(Records supplied)

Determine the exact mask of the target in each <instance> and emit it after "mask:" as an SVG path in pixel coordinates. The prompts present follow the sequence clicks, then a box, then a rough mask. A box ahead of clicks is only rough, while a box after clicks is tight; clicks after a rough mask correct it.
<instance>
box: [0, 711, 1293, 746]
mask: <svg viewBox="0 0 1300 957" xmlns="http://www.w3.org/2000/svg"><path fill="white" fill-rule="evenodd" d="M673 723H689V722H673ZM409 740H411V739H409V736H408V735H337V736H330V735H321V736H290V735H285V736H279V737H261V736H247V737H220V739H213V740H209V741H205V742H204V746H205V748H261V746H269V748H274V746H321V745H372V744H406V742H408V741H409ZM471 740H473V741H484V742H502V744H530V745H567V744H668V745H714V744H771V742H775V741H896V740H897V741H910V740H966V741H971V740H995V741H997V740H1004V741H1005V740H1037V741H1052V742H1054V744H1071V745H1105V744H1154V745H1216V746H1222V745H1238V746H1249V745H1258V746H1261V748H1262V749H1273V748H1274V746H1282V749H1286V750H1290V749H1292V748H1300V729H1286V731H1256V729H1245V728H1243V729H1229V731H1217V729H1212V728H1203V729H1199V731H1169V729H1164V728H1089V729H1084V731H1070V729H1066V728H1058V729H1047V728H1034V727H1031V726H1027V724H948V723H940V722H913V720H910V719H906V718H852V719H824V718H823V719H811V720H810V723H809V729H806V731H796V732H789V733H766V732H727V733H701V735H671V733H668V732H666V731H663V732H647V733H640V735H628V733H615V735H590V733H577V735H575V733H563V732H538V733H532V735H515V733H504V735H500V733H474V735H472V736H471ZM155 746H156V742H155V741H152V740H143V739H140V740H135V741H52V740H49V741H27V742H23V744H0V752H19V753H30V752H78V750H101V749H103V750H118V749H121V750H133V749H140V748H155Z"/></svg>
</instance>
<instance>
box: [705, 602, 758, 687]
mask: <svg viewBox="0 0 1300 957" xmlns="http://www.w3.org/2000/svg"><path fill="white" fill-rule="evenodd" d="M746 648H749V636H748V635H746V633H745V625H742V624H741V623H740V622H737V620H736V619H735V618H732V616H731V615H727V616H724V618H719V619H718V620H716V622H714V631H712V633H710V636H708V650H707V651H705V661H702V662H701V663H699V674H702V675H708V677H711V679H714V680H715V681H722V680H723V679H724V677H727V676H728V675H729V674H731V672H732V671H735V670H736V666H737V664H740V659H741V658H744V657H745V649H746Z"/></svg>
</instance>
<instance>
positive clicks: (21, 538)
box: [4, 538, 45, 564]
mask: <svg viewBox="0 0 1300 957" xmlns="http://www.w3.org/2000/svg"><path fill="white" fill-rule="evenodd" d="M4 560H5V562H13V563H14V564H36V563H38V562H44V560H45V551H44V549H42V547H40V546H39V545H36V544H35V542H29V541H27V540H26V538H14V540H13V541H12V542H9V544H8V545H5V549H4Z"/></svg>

(End Records supplied)

# Goal of the exercise:
Please print the records above exactly, leaving nothing out.

# Solution:
Determine the exact mask of the target in each <instance> and emit it after "mask:" as an SVG path in pixel coordinates. The prompts present follow the sequence clicks, then a box, then a rough mask. A box ahead of clicks is only rough, while a box after clicks is tight; clicks after a rough mask correct it.
<instance>
box: [0, 711, 1293, 746]
mask: <svg viewBox="0 0 1300 957" xmlns="http://www.w3.org/2000/svg"><path fill="white" fill-rule="evenodd" d="M673 723H689V722H673ZM409 740H411V739H409V736H408V735H337V736H330V735H321V736H290V735H285V736H279V737H261V736H247V737H220V739H213V740H209V741H205V742H204V746H205V748H261V746H269V748H274V746H321V745H372V744H406V742H408V741H409ZM471 740H473V741H484V742H502V744H530V745H567V744H668V745H714V744H771V742H775V741H896V740H897V741H910V740H966V741H971V740H995V741H997V740H1004V741H1005V740H1037V741H1052V742H1054V744H1071V745H1105V744H1154V745H1216V746H1222V745H1238V746H1249V745H1258V746H1261V748H1262V749H1273V748H1274V746H1282V749H1286V750H1290V749H1292V748H1300V729H1286V731H1256V729H1245V728H1243V729H1229V731H1217V729H1212V728H1203V729H1199V731H1169V729H1164V728H1089V729H1084V731H1070V729H1066V728H1058V729H1047V728H1034V727H1031V726H1027V724H948V723H940V722H913V720H910V719H906V718H852V719H824V718H823V719H811V720H810V723H809V729H806V731H796V732H789V733H766V732H727V733H701V735H671V733H668V732H666V731H663V732H647V733H640V735H628V733H615V735H590V733H577V735H575V733H563V732H538V733H532V735H515V733H504V735H500V733H474V735H472V736H471ZM155 746H156V742H155V741H152V740H143V739H140V740H135V741H52V740H49V741H27V742H23V744H0V752H19V753H30V752H78V750H101V749H103V750H118V749H121V750H133V749H140V748H155Z"/></svg>
</instance>
<instance>
box: [705, 602, 758, 687]
mask: <svg viewBox="0 0 1300 957" xmlns="http://www.w3.org/2000/svg"><path fill="white" fill-rule="evenodd" d="M746 648H749V636H748V635H746V633H745V625H742V624H741V623H740V622H737V620H736V619H735V618H732V616H731V615H727V616H724V618H719V619H718V620H716V622H714V631H712V633H710V636H708V650H707V651H705V661H702V662H701V663H699V674H702V675H708V677H711V679H714V680H715V681H722V680H723V679H724V677H727V676H728V675H729V674H731V672H732V671H735V670H736V666H737V664H740V659H741V658H744V657H745V649H746Z"/></svg>
</instance>
<instance>
positive clicks: (21, 538)
box: [4, 538, 45, 564]
mask: <svg viewBox="0 0 1300 957" xmlns="http://www.w3.org/2000/svg"><path fill="white" fill-rule="evenodd" d="M4 560H5V562H13V563H14V564H36V563H38V562H44V560H45V551H44V549H42V547H40V546H39V545H36V544H35V542H29V541H27V540H26V538H14V540H13V541H12V542H9V544H8V545H5V549H4Z"/></svg>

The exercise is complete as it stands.